- TASK REQUIREMENTS:
Write the records out again, keeping each line exactly as it is.

[[ TASK MATERIAL, beginning ]]

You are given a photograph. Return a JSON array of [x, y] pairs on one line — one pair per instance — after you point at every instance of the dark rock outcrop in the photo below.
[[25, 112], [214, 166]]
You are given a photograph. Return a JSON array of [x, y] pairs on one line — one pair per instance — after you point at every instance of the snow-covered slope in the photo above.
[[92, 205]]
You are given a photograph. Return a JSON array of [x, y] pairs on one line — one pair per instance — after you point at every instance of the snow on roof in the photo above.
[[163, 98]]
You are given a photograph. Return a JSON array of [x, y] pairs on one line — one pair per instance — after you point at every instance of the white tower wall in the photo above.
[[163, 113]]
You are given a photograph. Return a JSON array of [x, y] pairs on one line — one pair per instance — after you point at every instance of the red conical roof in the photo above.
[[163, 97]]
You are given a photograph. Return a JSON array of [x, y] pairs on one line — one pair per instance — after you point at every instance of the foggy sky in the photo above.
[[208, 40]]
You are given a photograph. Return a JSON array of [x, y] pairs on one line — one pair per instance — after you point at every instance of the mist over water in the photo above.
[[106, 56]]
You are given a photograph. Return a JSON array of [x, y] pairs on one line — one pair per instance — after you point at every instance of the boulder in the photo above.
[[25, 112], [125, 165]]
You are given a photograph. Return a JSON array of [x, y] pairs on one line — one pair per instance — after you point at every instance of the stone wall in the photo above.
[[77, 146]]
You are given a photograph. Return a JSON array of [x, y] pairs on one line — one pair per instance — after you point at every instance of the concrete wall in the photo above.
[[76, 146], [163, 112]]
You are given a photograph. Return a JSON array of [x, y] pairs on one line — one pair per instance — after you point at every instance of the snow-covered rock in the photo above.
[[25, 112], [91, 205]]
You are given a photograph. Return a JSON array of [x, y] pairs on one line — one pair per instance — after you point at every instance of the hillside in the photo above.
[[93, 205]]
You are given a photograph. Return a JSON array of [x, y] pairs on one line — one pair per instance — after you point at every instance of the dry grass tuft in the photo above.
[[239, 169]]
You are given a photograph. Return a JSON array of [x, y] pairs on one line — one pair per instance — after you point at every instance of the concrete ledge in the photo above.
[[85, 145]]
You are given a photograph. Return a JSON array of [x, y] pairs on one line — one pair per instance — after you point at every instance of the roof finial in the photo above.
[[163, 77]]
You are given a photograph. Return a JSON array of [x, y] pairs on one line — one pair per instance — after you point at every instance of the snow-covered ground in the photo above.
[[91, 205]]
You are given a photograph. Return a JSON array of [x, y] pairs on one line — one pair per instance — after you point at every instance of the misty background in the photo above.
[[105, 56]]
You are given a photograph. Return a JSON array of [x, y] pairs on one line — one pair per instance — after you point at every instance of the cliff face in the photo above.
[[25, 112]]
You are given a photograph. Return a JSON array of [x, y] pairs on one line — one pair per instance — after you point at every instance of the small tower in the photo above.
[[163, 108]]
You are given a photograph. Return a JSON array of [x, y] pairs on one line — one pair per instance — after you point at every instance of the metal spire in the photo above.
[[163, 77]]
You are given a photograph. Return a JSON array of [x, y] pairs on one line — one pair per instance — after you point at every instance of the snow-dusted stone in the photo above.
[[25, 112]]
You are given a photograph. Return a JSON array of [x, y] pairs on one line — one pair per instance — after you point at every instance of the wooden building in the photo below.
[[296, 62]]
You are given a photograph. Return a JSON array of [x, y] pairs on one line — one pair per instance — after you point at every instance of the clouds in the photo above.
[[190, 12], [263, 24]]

[[ TASK MATERIAL, end ]]

- FINAL ANSWER:
You are given a photograph. Return a JSON array of [x, y] pairs on one line — one pair per instance — after you point at every instance of the dark rock outcrop in the photo below.
[[25, 112], [214, 166]]
You are given a photograph. Return a JSON array of [x, y] pairs on one line — one pair per instance — after you point at every instance of the snow-covered slope in the photo above.
[[92, 205]]
You are given a photograph. Return a JSON array of [x, y] pairs on one line — one pair per instance — after you point at every instance of the snow on roof in the photo above.
[[163, 98]]
You are given a photograph. Return a JSON array of [x, y] pairs on one line — one pair per instance — after you point at every instance of the white tower wall in the photo above.
[[163, 113]]
You are given a photograph. Return a JSON array of [x, y] pairs on one line — one pair per instance — after you point at every instance of the red conical roof in the photo above.
[[163, 97]]
You are given a photograph. Return a JSON array of [x, y] pairs on one line — one pair per instance — after you point at every instance of the foggy sky in the photo above.
[[208, 40]]
You are given a photograph. Return a JSON array of [x, y] pairs on one line — one pair per instance — after you point at every instance of the mist over water in the photo above.
[[106, 56]]
You are given a photograph. Return a JSON array of [x, y] pairs on one line — one pair per instance — after you point at every instance of the boulder in the photo above.
[[25, 112], [125, 165]]
You are given a photograph. Return a JSON array of [x, y] pairs on one line — one pair per instance — after you point at every instance of the stone wall in the photo above.
[[77, 146]]
You are given a photograph. Return a JSON array of [x, y] pairs on one line — one pair per instance — after you point at every instance of the concrete wall in the photo above.
[[76, 146], [163, 112]]
You are given a photograph. Return a JSON array of [x, y] pairs on one line — one pair per instance — after you point at every instance of the snow-covered rock in the photo above.
[[25, 112], [91, 205]]
You are given a photograph. Return a JSON array of [x, y] pairs on one line — one pair per instance — after you point at every instance of the hillside in the photo above.
[[93, 205]]
You are given a photograph. Return a JSON array of [x, y] pairs on one line — one pair per instance — after you point at every instance of the dry grass tuft in the photo above.
[[239, 169]]
You are given a photograph. Return a JSON array of [x, y] pairs on one line — one pair per instance — after you point at every instance of the concrete ledge in the photo above.
[[85, 145]]
You are given a photograph. Return a JSON array of [x, y] pairs on one line — one pair per instance — after you point at every instance of the roof finial in the photo above.
[[163, 77]]
You are given a photograph. Return a JSON array of [x, y] pairs on one line — one pair per instance — after you point at every instance of the snow-covered ground in the photo above.
[[91, 205]]
You are given a photograph. Return a JSON array of [x, y] pairs on one line — one pair per instance — after you point at every instance of the misty background in the photo above.
[[105, 56]]
You are given a photograph. Return a JSON array of [x, y] pairs on one line — one pair per instance — after you point at every instance of the cliff face in the photo above.
[[25, 112]]
You are given a photograph. Return a JSON array of [x, y] pairs on one line — one pair per instance — after you point at every instance of the small tower in the photo above.
[[163, 108]]
You are given a photograph. Return a JSON array of [x, y] pairs on one line — one pair per instance — after you point at every instance of the metal spire in the photo above.
[[163, 77]]
You are given a photograph. Return a JSON array of [x, y] pairs on one line — one pair per instance — after you point at every instance of the snow-dusted stone in the photo above.
[[25, 112]]
You are given a photograph. Return a JSON array of [x, y] pairs on one line — one pair per instance — after you point at every instance of the wooden building in the photo below.
[[296, 62]]
You are given a photograph. Return a JSON array of [x, y] pairs on one line — one pair per instance — after you point at every instance of the clouds in the photo above.
[[190, 12], [263, 24]]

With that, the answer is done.